● Extract
>>
[cam-users] CAM automatic resubmission
Jim Rosinski
rosinski@cgd.ucar.edu
Tue, 11 Mar 2003 12:56:10 -0700 (MST)
On Tue, 11 Mar 2003, eric maloney wrote:
> I'm interested in setting up some scripts to automatically resubmit my
> CAM2.0.1 jobs (atmosphere-only) on blackforest and/or bluesky. Has anyone
> developed such scripts? Such code existed in the release version of
> CCM3.6.6.
An example script I use is attached. The job resubmits itself upon
successful completion only if it is a restart run (nsrest == 1). The parts
relevant to the issue you raise can be found by searching on the string
"submit" (without the quotes). Note that this job will resubmit itself
indefinitely--the only way to break the cycle is with "llcancel" once you've
integrated long enough. Fancier things could be done, e.g. a countdown loop
that only resubmits so many times.
The multiple job steps at the top are useful for occasions when the mass
store is down and the job dies due to timeout.
Hope this helps.
Jim Rosinski
---------------------------------cut here---------------------------------
#! /usr/bin/csh -fvx
# Set Loadleveler options
#-----------------------------------------------------------------------
## IBM
##------------
#@ job_name = test
#@ step_name = step1
#@ class = csl_rg8
#@ shell = /usr/local/bin/tcsh
#@ job_type = parallel
#@ network.MPI = csss,not_shared,us
#@ output = test.out
#@ error = test.err
#@ total_tasks = 16
#@ node = 8
#@ node_usage = not_shared
#@ queue
## Rerun the job if step1 runs out of time
#@ step_name = step2
#@ class = csl_rg8
#@ shell = /usr/local/bin/tcsh
#@ job_type = parallel
#@ network.MPI = csss,not_shared,us
#@ output = test.out
#@ error = test.err
#@ total_tasks = 16
#@ node = 8
#@ node_usage = not_shared
#@ dependency = ( step1 != 0 )
<<
● Prompt 1
Write out the part of the CAM resubmission message that begins at the words "On Tue, 11 Mar" and stops after "so many times.", with no changes.
● Prompt 2
Pick up the CAM resubmission message after its last line shown and continue it.

● Listed records
>>
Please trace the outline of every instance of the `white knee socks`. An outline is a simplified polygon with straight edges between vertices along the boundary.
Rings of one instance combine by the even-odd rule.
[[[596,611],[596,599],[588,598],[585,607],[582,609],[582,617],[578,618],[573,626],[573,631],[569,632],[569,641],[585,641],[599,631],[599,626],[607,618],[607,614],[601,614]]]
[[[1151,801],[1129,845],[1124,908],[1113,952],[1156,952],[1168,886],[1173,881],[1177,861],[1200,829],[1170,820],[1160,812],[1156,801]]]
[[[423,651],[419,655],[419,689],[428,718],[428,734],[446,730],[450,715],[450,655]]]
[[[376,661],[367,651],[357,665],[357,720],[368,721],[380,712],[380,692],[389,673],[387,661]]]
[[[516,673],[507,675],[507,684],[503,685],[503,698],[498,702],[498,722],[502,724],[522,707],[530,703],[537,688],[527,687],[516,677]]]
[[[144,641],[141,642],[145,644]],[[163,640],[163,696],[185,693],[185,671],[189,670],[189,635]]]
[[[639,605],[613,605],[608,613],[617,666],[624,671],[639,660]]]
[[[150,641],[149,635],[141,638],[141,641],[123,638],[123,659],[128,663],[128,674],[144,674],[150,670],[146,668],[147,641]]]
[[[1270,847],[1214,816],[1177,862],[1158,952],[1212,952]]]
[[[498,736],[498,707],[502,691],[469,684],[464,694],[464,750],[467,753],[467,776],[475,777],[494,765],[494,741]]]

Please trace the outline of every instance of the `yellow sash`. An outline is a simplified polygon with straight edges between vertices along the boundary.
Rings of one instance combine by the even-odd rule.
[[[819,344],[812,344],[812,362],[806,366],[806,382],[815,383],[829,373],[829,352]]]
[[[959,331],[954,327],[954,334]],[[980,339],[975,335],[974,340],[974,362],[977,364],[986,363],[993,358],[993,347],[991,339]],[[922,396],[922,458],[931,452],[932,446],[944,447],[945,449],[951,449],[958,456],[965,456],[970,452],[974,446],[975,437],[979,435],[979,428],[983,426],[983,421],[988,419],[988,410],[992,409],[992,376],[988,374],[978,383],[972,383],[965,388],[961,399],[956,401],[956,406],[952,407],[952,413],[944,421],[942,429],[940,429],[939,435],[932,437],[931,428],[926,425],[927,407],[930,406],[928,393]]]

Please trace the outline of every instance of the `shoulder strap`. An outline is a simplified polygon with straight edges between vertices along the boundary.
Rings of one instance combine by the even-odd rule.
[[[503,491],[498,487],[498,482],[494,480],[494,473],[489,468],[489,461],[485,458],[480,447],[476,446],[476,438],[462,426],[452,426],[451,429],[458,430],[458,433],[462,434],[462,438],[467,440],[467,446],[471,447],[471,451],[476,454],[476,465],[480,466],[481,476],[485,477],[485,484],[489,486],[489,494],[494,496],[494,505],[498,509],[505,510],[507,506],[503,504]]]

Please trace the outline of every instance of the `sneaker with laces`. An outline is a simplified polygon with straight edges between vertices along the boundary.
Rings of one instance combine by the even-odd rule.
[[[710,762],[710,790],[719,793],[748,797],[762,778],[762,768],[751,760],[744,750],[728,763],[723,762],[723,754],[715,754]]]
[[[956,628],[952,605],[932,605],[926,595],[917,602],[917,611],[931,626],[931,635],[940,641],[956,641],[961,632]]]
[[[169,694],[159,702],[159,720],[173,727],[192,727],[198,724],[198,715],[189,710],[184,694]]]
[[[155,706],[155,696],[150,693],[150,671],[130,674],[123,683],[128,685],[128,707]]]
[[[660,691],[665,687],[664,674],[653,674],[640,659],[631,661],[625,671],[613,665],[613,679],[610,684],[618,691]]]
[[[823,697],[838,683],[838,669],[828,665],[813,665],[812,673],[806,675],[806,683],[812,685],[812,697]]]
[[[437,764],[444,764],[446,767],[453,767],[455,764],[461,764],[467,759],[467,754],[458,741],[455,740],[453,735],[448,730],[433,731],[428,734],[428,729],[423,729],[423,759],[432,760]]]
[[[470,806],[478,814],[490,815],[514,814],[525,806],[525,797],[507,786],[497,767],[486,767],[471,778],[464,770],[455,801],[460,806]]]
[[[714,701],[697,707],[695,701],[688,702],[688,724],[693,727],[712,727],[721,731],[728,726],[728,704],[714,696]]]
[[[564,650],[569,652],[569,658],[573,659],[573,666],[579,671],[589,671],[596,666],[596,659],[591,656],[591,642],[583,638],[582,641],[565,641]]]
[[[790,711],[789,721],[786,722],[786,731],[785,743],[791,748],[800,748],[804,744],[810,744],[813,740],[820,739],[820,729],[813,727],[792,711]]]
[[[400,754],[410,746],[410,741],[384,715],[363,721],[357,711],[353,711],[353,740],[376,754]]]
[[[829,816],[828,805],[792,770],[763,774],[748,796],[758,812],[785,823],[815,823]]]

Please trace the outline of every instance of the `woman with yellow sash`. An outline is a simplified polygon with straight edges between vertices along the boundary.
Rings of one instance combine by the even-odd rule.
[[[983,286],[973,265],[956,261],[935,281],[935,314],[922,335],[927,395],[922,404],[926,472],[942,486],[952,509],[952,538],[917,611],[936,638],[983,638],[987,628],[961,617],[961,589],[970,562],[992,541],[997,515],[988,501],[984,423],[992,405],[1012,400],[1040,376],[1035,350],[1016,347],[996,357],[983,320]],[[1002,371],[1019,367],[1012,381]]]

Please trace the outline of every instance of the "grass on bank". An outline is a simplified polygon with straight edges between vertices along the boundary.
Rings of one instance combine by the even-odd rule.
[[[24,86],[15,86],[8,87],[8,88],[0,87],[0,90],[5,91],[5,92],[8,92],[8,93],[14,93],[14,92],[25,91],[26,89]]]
<<
● Result 1
On Tue, 11 Mar 2003, eric maloney wrote:
> I'm interested in setting up some scripts to automatically resubmit my
> CAM2.0.1 jobs (atmosphere-only) on blackforest and/or bluesky. Has anyone
> developed such scripts? Such code existed in the release version of
> CCM3.6.6.
An example script I use is attached. The job resubmits itself upon
successful completion only if it is a restart run (nsrest == 1). The parts
relevant to the issue you raise can be found by searching on the string
"submit" (without the quotes). Note that this job will resubmit itself
indefinitely--the only way to break the cycle is with "llcancel" once you've
integrated long enough. Fancier things could be done, e.g. a countdown loop
that only resubmits so many times.

● Result 2
#@ queue
set caseid = test
set modelsrc = /fs/cgd/data0/$LOGNAME/camdevlatest
set submitdir = /fs/cgd/home0/$LOGNAME/control_runs
set submitscript = runit.test
set builddir = /ptmp/$LOGNAME/$caseid
set rundir = /ptmp/$LOGNAME/$caseid
set outdir = /fs/cgd/data0/$LOGNAME
set nelapse = -30
set nelapse = -175
set nelapse = -1
set nelapse = -1450
set nsrest = 1
set gnumake = gnumake
setenv LIB_NETCDF /usr/local/lib32/r4i4
set absems_data = abs_ems_factors_fastvx.052001.nc
set bndtvo = noaao3.1990.21999.nc
set bndtvs = sst_HadOIBl_bc_64x128_clim_c020411.monthlyoi.nc
set fsurdat = surface-data.128x064.topo.nc
## Ensure that run and build directories exist
mkdir -p $rundir || echo "cannot create $rundir" && exit 1
mkdir -p $builddir || echo "cannot create $builddir" && exit 1
## Build then run the model
cd $builddir || exit 1
## Set Rootdir file for ESMF
echo $modelsrc/cam1 >! Rootdir
## Set search path for standalone CCM (i.e. uncoupled) run with Eulerian
## dynamics.
set srcdir = $modelsrc/cam1/models
cat >! Filepath << EOF || exit 1
$srcdir/atm/cam/src/dynamics/eul
$srcdir/atm/cam/src/advection/slt
$srcdir/atm/cam/src/control
$srcdir/atm/cam/src/physics/cam1
$srcdir/csm_share
$srcdir/utils/timing
$srcdir/atmlnd_share
$srcdir/atm/cam/src/ocnsice/dom
$srcdir/ice/csim4
$srcdir/lnd/clm2/src/main
$srcdir/lnd/clm2/src/biogeophys
$srcdir/lnd/clm2/src/biogeochem
$srcdir/lnd/clm2/src/mksrfdata
$srcdir/lnd/clm2/src/ecosysdyn
$srcdir/lnd/clm2/src/riverroute
$srcdir/atm/cam/src/utils
EOF
## Build appropriate misc.h, params.h, and preproc.h files for standalone,
## T42, 26-level model.
##
## Any additional source code mods should probably go here as well. This is
## because when gmake is run, it will look in the directory from which it is
## run (i.e. $TMPDIR/$caseid) for source files *before* the directories
## specified in Filepath.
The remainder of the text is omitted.